> _WHAT IS NEEDED_:
Instruction for the data below: set down exactly the lines from the line with "positive clicks: (62, 53)" to the line with "rough mask: <svg", inclusive, and no others.
_ _ _ _
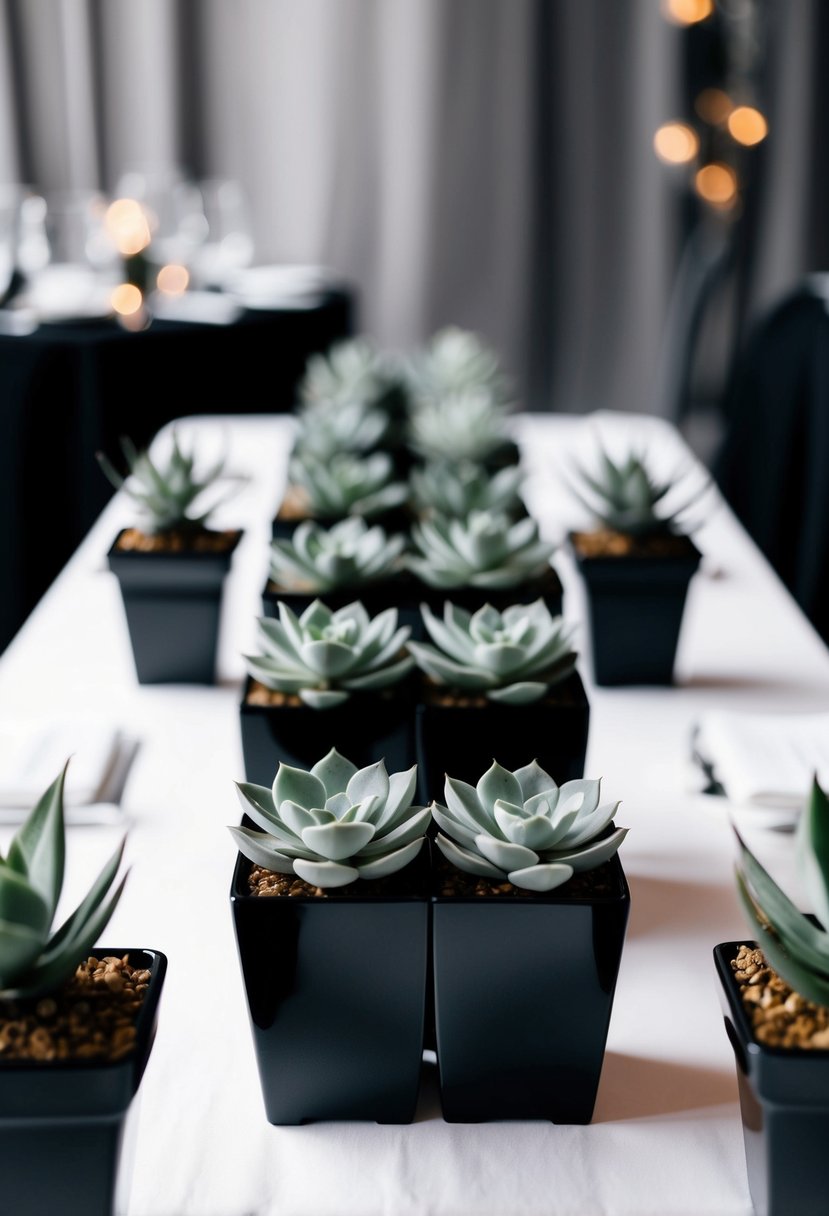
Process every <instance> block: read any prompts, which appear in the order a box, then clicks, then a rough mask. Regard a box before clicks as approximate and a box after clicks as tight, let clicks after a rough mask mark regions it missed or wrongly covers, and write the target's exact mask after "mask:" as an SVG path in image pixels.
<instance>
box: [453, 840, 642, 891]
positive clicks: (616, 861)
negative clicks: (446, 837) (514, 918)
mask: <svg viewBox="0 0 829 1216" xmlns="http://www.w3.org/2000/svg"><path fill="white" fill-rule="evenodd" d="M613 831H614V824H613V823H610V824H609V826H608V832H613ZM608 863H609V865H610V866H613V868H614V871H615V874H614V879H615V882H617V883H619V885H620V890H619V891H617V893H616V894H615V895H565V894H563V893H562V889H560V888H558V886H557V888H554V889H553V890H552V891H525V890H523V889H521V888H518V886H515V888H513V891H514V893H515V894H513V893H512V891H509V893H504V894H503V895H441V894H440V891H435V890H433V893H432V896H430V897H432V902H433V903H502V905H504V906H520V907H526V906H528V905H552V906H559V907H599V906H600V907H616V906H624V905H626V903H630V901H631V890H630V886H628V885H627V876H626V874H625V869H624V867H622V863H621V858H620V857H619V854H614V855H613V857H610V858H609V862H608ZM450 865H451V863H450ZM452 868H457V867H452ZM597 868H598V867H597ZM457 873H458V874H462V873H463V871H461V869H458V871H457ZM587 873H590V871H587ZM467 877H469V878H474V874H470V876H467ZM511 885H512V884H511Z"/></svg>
_ _ _ _
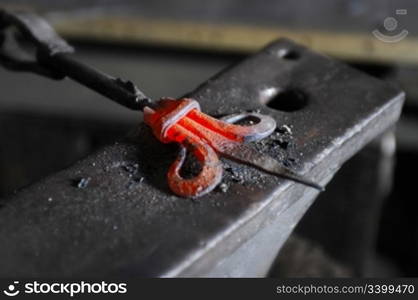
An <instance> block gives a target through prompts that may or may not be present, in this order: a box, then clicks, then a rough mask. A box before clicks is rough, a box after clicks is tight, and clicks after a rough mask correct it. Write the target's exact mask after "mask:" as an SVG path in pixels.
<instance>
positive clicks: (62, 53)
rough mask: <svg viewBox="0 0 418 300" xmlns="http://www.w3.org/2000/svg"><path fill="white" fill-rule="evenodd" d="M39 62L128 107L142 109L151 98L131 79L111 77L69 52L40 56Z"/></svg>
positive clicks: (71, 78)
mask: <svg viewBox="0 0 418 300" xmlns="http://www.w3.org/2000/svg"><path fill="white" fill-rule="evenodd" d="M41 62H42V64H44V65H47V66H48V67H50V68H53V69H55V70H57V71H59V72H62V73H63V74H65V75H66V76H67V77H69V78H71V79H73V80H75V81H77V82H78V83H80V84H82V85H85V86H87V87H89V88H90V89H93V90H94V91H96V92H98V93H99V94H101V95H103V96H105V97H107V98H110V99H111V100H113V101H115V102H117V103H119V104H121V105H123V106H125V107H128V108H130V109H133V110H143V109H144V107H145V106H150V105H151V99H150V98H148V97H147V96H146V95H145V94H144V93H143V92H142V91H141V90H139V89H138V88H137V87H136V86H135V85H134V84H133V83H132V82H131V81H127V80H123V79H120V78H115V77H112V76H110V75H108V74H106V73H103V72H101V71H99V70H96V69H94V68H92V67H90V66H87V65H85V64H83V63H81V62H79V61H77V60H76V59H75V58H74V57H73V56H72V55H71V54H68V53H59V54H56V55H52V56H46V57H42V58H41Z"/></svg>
_ _ _ _
> _YOUR SOLUTION_:
positive clicks: (62, 53)
rough mask: <svg viewBox="0 0 418 300" xmlns="http://www.w3.org/2000/svg"><path fill="white" fill-rule="evenodd" d="M39 62L128 107L142 109L151 98L131 79L111 77L69 52L40 56Z"/></svg>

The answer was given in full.